* [WHAT THE TASK REQUIRES] Set down the line that contains "Study the photograph above. For every instance of the black" and every line after it to the end of the entries, exactly as they stand and nothing more.

* [DATA]
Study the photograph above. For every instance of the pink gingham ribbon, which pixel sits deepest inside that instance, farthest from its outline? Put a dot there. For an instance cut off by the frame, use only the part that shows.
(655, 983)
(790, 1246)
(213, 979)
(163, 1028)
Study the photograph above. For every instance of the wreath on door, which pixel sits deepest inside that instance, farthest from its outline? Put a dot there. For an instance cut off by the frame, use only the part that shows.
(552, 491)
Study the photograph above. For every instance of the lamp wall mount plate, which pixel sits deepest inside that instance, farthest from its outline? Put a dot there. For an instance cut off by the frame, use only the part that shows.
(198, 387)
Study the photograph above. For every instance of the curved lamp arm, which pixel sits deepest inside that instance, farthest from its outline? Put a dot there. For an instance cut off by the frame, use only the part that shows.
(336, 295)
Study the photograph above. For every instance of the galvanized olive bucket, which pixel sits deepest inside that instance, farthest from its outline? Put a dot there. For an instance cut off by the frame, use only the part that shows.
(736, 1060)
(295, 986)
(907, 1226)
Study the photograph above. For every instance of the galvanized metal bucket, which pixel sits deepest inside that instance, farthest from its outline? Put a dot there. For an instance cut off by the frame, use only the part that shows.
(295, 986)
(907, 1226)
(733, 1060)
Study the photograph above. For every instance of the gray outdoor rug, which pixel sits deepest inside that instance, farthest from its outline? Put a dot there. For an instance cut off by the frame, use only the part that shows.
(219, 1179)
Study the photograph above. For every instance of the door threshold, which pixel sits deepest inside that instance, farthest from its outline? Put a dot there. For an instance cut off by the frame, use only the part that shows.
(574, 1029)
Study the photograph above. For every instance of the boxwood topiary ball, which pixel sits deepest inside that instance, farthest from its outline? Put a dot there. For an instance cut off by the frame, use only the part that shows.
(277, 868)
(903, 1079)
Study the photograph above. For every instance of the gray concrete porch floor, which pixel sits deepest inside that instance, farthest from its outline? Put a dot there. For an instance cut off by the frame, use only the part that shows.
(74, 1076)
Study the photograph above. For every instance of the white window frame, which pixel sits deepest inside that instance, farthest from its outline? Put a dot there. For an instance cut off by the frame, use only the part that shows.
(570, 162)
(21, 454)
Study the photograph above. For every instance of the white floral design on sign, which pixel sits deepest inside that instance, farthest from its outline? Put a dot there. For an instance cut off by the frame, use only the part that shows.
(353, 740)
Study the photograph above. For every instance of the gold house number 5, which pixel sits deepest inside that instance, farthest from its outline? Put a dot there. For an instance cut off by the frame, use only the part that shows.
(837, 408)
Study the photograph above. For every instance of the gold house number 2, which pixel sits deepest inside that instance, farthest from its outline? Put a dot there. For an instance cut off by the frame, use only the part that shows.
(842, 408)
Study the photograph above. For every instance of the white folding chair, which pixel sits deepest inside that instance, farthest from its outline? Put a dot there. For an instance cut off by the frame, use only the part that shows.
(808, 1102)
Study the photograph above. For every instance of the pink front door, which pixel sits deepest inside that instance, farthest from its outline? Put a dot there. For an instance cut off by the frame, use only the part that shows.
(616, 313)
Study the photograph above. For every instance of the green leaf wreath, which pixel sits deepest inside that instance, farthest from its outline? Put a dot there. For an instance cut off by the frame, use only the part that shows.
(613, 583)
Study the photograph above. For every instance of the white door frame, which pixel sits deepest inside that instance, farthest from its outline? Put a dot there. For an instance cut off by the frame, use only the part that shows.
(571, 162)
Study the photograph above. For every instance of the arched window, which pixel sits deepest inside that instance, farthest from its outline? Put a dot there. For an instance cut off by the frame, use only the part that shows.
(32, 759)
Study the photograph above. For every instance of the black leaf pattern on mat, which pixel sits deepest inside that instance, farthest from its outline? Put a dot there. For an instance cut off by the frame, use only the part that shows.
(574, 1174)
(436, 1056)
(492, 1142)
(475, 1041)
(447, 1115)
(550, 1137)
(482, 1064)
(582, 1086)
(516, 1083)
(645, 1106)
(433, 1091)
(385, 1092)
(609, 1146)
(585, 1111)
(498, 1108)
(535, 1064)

* [RESPONSE AREA]
Study the photograph above. For every instance of the black leaf pattern on mat, which pixel sits deepest inside that instance, farthest from its outline? Put a dot there. For an instance cut off by the frame, use only the part that shows.
(574, 1174)
(436, 1056)
(492, 1142)
(475, 1041)
(447, 1115)
(550, 1137)
(482, 1064)
(582, 1086)
(516, 1083)
(645, 1106)
(433, 1091)
(385, 1092)
(609, 1146)
(585, 1111)
(498, 1108)
(535, 1064)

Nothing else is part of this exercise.